▸ **The task**
Set every entry down again exactly, excluding any pictures.

▸ **Exercise input**
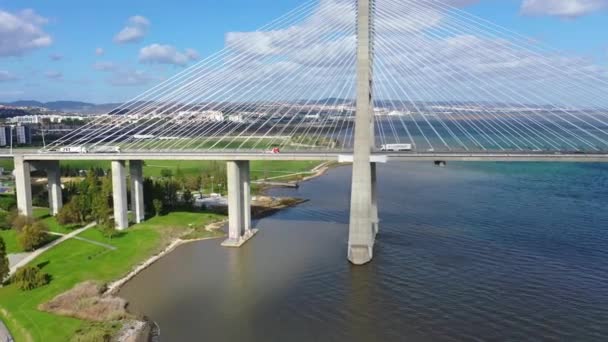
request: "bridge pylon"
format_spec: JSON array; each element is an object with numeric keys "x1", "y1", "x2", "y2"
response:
[{"x1": 348, "y1": 0, "x2": 377, "y2": 265}]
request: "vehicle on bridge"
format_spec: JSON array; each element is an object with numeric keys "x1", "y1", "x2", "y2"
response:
[
  {"x1": 90, "y1": 145, "x2": 122, "y2": 153},
  {"x1": 380, "y1": 144, "x2": 413, "y2": 152},
  {"x1": 58, "y1": 146, "x2": 89, "y2": 153},
  {"x1": 266, "y1": 147, "x2": 281, "y2": 154}
]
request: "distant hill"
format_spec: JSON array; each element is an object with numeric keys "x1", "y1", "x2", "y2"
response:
[{"x1": 1, "y1": 100, "x2": 123, "y2": 114}]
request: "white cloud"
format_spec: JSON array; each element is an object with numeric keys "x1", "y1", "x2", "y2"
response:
[
  {"x1": 93, "y1": 61, "x2": 118, "y2": 72},
  {"x1": 138, "y1": 44, "x2": 199, "y2": 66},
  {"x1": 95, "y1": 47, "x2": 105, "y2": 56},
  {"x1": 45, "y1": 70, "x2": 63, "y2": 80},
  {"x1": 0, "y1": 9, "x2": 52, "y2": 57},
  {"x1": 202, "y1": 0, "x2": 608, "y2": 106},
  {"x1": 521, "y1": 0, "x2": 608, "y2": 18},
  {"x1": 114, "y1": 15, "x2": 150, "y2": 44},
  {"x1": 0, "y1": 70, "x2": 18, "y2": 82}
]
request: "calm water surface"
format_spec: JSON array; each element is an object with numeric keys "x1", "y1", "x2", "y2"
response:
[{"x1": 119, "y1": 162, "x2": 608, "y2": 341}]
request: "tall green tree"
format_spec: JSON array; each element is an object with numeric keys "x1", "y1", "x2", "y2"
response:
[{"x1": 0, "y1": 237, "x2": 9, "y2": 282}]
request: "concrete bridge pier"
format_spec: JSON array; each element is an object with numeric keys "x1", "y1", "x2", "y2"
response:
[
  {"x1": 347, "y1": 0, "x2": 376, "y2": 265},
  {"x1": 112, "y1": 160, "x2": 129, "y2": 230},
  {"x1": 371, "y1": 162, "x2": 379, "y2": 237},
  {"x1": 222, "y1": 160, "x2": 257, "y2": 247},
  {"x1": 46, "y1": 160, "x2": 63, "y2": 216},
  {"x1": 130, "y1": 160, "x2": 145, "y2": 224},
  {"x1": 14, "y1": 156, "x2": 33, "y2": 217}
]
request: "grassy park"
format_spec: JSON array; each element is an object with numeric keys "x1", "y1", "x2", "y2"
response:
[
  {"x1": 0, "y1": 154, "x2": 326, "y2": 341},
  {"x1": 0, "y1": 211, "x2": 225, "y2": 342},
  {"x1": 0, "y1": 159, "x2": 322, "y2": 181}
]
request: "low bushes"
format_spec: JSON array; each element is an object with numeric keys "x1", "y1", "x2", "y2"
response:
[
  {"x1": 17, "y1": 221, "x2": 49, "y2": 251},
  {"x1": 40, "y1": 281, "x2": 129, "y2": 322},
  {"x1": 12, "y1": 266, "x2": 50, "y2": 290}
]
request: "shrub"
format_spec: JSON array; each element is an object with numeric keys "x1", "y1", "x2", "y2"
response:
[
  {"x1": 0, "y1": 237, "x2": 9, "y2": 282},
  {"x1": 40, "y1": 281, "x2": 128, "y2": 322},
  {"x1": 153, "y1": 199, "x2": 163, "y2": 216},
  {"x1": 18, "y1": 221, "x2": 49, "y2": 251},
  {"x1": 0, "y1": 211, "x2": 10, "y2": 230},
  {"x1": 12, "y1": 214, "x2": 35, "y2": 232},
  {"x1": 0, "y1": 195, "x2": 16, "y2": 211},
  {"x1": 57, "y1": 200, "x2": 81, "y2": 225},
  {"x1": 12, "y1": 266, "x2": 50, "y2": 290},
  {"x1": 100, "y1": 221, "x2": 118, "y2": 240},
  {"x1": 182, "y1": 189, "x2": 194, "y2": 209}
]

▸ **Answer section**
request: "bridge pylon"
format_spec: JSON array; each element is an object with numeric keys "x1", "y1", "x2", "y2"
response:
[{"x1": 348, "y1": 0, "x2": 377, "y2": 265}]
request: "vehicle on bridge"
format_spec: JSON array; each element is an object with numeric keys "x1", "y1", "x2", "y2"
response:
[
  {"x1": 90, "y1": 145, "x2": 122, "y2": 153},
  {"x1": 380, "y1": 144, "x2": 413, "y2": 152},
  {"x1": 58, "y1": 146, "x2": 89, "y2": 153},
  {"x1": 266, "y1": 147, "x2": 281, "y2": 154}
]
request: "distant hill"
format_spec: JSON array; each element is an object with numeric keys "x1", "y1", "x2", "y2"
response:
[{"x1": 1, "y1": 100, "x2": 123, "y2": 114}]
request: "white cloud"
format_spec: JSON array; each element is an object with numeric keys "x1", "y1", "x2", "y2"
response:
[
  {"x1": 93, "y1": 61, "x2": 118, "y2": 72},
  {"x1": 138, "y1": 44, "x2": 199, "y2": 66},
  {"x1": 95, "y1": 47, "x2": 105, "y2": 56},
  {"x1": 45, "y1": 70, "x2": 63, "y2": 80},
  {"x1": 0, "y1": 9, "x2": 52, "y2": 57},
  {"x1": 202, "y1": 0, "x2": 608, "y2": 106},
  {"x1": 521, "y1": 0, "x2": 608, "y2": 18},
  {"x1": 114, "y1": 15, "x2": 150, "y2": 44},
  {"x1": 0, "y1": 70, "x2": 18, "y2": 82}
]
request: "calm water surface"
format_spec: JSON array; each element is an object with numeric keys "x1", "y1", "x2", "y2"
response:
[{"x1": 119, "y1": 162, "x2": 608, "y2": 341}]
request: "tall green tree"
format_spec: JSON array; each element is an object with numeric keys "x1", "y1", "x2", "y2"
response:
[{"x1": 0, "y1": 237, "x2": 9, "y2": 282}]
request: "concrete bridge pier"
format_spec: JSON array; each element is an object with numeric keys "x1", "y1", "x2", "y2"
response:
[
  {"x1": 347, "y1": 0, "x2": 376, "y2": 265},
  {"x1": 112, "y1": 160, "x2": 129, "y2": 230},
  {"x1": 371, "y1": 162, "x2": 379, "y2": 237},
  {"x1": 222, "y1": 160, "x2": 257, "y2": 247},
  {"x1": 46, "y1": 160, "x2": 63, "y2": 216},
  {"x1": 130, "y1": 160, "x2": 145, "y2": 224},
  {"x1": 14, "y1": 156, "x2": 33, "y2": 217}
]
request: "grassy park"
format_spec: JSON array; each element is an object with numeric keys "x1", "y1", "x2", "y2"
response:
[
  {"x1": 0, "y1": 154, "x2": 326, "y2": 341},
  {"x1": 0, "y1": 211, "x2": 225, "y2": 342},
  {"x1": 0, "y1": 159, "x2": 322, "y2": 181}
]
request: "low bushes"
format_spec: JSON array; each element is an object with numeric keys "x1", "y1", "x2", "y2"
response:
[
  {"x1": 17, "y1": 221, "x2": 49, "y2": 251},
  {"x1": 40, "y1": 281, "x2": 129, "y2": 322},
  {"x1": 12, "y1": 266, "x2": 50, "y2": 290}
]
request: "shrub"
format_spec: JSON array; each element is an object with numeric keys "x1", "y1", "x2", "y2"
response:
[
  {"x1": 0, "y1": 237, "x2": 9, "y2": 282},
  {"x1": 40, "y1": 281, "x2": 128, "y2": 322},
  {"x1": 153, "y1": 199, "x2": 163, "y2": 216},
  {"x1": 18, "y1": 221, "x2": 49, "y2": 251},
  {"x1": 0, "y1": 211, "x2": 10, "y2": 230},
  {"x1": 12, "y1": 214, "x2": 35, "y2": 232},
  {"x1": 0, "y1": 195, "x2": 16, "y2": 211},
  {"x1": 57, "y1": 200, "x2": 81, "y2": 225},
  {"x1": 12, "y1": 266, "x2": 50, "y2": 290},
  {"x1": 100, "y1": 221, "x2": 118, "y2": 240},
  {"x1": 182, "y1": 189, "x2": 194, "y2": 209}
]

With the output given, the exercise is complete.